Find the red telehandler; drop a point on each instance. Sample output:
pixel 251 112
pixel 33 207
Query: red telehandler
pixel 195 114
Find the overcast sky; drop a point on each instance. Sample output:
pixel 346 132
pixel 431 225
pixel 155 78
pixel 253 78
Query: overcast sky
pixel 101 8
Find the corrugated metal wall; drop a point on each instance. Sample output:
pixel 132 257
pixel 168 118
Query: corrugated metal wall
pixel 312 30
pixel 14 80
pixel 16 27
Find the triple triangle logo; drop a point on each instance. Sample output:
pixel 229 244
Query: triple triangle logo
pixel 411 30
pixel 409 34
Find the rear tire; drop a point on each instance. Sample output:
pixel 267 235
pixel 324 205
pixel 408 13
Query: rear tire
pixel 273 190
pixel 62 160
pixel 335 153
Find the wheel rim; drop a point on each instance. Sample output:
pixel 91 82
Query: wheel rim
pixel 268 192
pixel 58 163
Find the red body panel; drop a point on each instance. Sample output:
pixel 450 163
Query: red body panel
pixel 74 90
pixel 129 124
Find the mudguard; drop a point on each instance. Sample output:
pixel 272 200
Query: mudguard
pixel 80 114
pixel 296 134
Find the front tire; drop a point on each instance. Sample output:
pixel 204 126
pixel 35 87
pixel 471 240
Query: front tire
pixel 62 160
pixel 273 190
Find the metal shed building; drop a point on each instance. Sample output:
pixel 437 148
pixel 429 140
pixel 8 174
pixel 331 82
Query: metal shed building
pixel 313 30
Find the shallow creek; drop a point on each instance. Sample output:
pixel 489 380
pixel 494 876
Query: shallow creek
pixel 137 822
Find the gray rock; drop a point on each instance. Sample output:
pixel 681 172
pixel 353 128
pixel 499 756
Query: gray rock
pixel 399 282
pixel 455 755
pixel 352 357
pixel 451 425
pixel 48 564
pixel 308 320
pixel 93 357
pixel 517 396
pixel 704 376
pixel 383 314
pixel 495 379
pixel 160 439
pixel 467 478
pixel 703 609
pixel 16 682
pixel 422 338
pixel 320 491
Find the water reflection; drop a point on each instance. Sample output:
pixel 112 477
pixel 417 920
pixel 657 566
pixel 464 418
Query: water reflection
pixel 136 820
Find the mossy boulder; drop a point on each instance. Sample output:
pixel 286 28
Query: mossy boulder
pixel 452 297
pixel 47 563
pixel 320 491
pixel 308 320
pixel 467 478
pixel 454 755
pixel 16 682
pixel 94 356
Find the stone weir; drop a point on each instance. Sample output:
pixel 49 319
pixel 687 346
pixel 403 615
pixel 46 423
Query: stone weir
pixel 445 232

+ + + + +

▶ Directions:
Can you reproduce the whole listing above, replacing "drop a point" with "place a marker" everywhere and leaving everything else unchanged?

▶ Final answer:
Find the red telehandler; place a marker on each instance. Sample output:
pixel 251 112
pixel 33 207
Query: red telehandler
pixel 195 114
Find the overcast sky; place a marker on each instance. Sample output:
pixel 346 132
pixel 431 225
pixel 155 78
pixel 253 78
Query: overcast sky
pixel 101 8
Find the corrugated metal wall; place a marker on each instance. Sample output:
pixel 132 257
pixel 168 118
Query: corrugated metal wall
pixel 312 30
pixel 14 80
pixel 16 27
Find the triple triangle logo; place a marker on each instance. Sample output:
pixel 229 244
Query: triple triangle logo
pixel 411 30
pixel 409 34
Find the rear tire; place a marker on each instance. Sample output:
pixel 267 235
pixel 324 205
pixel 408 13
Query: rear tire
pixel 273 190
pixel 62 160
pixel 335 153
Find the wheel rim; place a marker on each instance. Sample output:
pixel 91 82
Query: wheel rim
pixel 268 192
pixel 58 163
Find the red body panel; place a marker on each instance. Sample output:
pixel 450 163
Query: red body panel
pixel 74 90
pixel 129 124
Find the mudguard; place a marker on each instance. Sample output:
pixel 272 200
Query: mudguard
pixel 80 114
pixel 296 134
Find the front tire; place a marker on each instance. Sample output:
pixel 204 126
pixel 35 87
pixel 471 240
Query: front tire
pixel 62 160
pixel 273 190
Find the metal shed building; place a marker on each instance. Sample output:
pixel 437 148
pixel 429 140
pixel 8 174
pixel 331 82
Query: metal shed building
pixel 313 30
Find the shallow creek; place a marker on each instance. Sample output:
pixel 489 380
pixel 494 876
Query: shallow creek
pixel 137 822
Find the gray rock; place a marker on each instance. Sample output:
pixel 681 172
pixel 353 128
pixel 499 756
Query: gray rock
pixel 399 282
pixel 455 755
pixel 352 357
pixel 451 425
pixel 48 564
pixel 308 320
pixel 93 357
pixel 517 396
pixel 704 376
pixel 383 314
pixel 495 379
pixel 160 439
pixel 467 478
pixel 703 609
pixel 16 682
pixel 422 338
pixel 320 491
Find the water reflection; place a marker on each instance. Sample output:
pixel 112 477
pixel 417 920
pixel 657 566
pixel 464 418
Query: water reflection
pixel 136 820
Find the mossy boulder; place a marker on each instance. Sample output:
pixel 286 28
Query: mossy boulder
pixel 452 297
pixel 47 563
pixel 320 491
pixel 308 320
pixel 467 478
pixel 454 755
pixel 16 682
pixel 94 356
Find the stone weir; place a marker on each instance. Sample output:
pixel 49 319
pixel 687 346
pixel 403 615
pixel 46 423
Query: stone weir
pixel 445 232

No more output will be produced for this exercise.